═══ SOURCE MATERIAL ═══

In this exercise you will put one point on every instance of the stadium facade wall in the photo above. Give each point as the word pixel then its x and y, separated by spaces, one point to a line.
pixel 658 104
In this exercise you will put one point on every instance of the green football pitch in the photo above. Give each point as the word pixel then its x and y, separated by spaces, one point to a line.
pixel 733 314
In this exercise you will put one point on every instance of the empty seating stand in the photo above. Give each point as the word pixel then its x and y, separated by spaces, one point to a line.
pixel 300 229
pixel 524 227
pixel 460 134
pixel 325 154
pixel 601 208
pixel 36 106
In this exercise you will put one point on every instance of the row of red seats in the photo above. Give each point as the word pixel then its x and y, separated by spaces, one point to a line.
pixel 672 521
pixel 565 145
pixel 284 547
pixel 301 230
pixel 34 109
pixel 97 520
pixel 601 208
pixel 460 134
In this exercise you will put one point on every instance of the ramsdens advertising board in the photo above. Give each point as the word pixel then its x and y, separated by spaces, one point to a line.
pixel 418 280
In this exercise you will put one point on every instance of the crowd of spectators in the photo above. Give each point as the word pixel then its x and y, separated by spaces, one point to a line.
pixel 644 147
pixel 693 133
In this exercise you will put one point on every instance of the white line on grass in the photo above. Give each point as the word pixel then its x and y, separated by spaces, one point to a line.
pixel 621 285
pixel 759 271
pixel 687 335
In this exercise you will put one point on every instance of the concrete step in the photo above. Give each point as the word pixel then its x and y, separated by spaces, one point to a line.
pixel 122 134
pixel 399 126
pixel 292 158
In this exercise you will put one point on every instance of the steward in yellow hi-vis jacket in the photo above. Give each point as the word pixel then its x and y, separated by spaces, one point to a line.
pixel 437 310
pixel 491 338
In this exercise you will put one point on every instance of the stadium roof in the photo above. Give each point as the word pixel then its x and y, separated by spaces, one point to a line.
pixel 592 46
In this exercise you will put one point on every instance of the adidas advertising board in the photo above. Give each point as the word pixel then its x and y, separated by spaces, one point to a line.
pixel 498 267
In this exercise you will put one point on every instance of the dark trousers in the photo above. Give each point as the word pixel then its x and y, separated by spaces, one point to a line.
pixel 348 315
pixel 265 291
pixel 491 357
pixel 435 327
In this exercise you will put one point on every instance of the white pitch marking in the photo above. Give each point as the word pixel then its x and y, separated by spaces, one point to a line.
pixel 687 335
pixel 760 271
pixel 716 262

═══

TO DO :: All of the data above should be transcribed exactly.

EXERCISE OUTPUT ::
In this exercise you will put one point on every instance of the stadium facade wall in the photo above. Give each point as the word pixel then its x and y, separated by spaces, one point to a line.
pixel 658 104
In this exercise you will put one point on every instance of the green football pitch in the photo above. Give each point as the word pixel then its x and y, separated by spaces, one point to a line.
pixel 733 314
In this exercise you will put one point on every instance of the empty seating stand in the photo above. Give each point as the word pixel then its x and y, separated by spaces, one point to a line.
pixel 300 229
pixel 524 227
pixel 460 134
pixel 325 154
pixel 601 208
pixel 36 106
In this exercise you will put one point on every instance of the row of red seats in the photo above. Give each point as the word pixel then its x and y, separated by spaces, one point to a line.
pixel 672 521
pixel 565 145
pixel 284 547
pixel 301 230
pixel 34 109
pixel 97 520
pixel 601 208
pixel 460 134
In this exercise you will put one point on every instance of the ramsdens advertising board in the photo above. Give each point as the word pixel then its x and y, separated by spaces, one point to a line.
pixel 418 280
In this exercise you will put one point on every instance of the crowd of spectators in the photo above. Give each point as the word pixel then its x and y, separated by spaces, one point to a line.
pixel 644 147
pixel 693 133
In this exercise you will put one point on every instance of the white line on grass in the photo above. Give each point as the word pixel then its x and y, separated by spaces, one point to a line.
pixel 621 285
pixel 759 271
pixel 687 335
In this exercise you will put one point on every instance of the concrete step in the photo above. Give each point as the word pixel then its x and y, separated by spaces, one point to a line.
pixel 122 134
pixel 399 126
pixel 292 158
In this exercise you will put one point on every instance of the steward in yellow hi-vis jacket in the photo above. Give each point as the word pixel then its x and y, separated by spaces, one point to a line.
pixel 437 310
pixel 491 338
In this exercise you will put one point on every instance of the stadium roof in the photo above. Give each point as the word pixel then its x and y, separated by spaces, one point to a line.
pixel 592 46
In this exercise you will put one point on every instance of the adidas advertising board in the photo above. Give each point as the word pixel then its x and y, separated by spaces, one point to a line.
pixel 498 267
In this exercise you will put one point on every instance of the dark trousers in the photo above. Give each point as the word pixel then its x and y, separated by spaces, one point to a line.
pixel 348 315
pixel 265 291
pixel 491 357
pixel 435 327
In this exercise you will put one point on every instance of the white pitch marking in the photo above. Give each point as the word pixel then its x and y, separated by spaces, one point to a line.
pixel 687 335
pixel 760 271
pixel 716 262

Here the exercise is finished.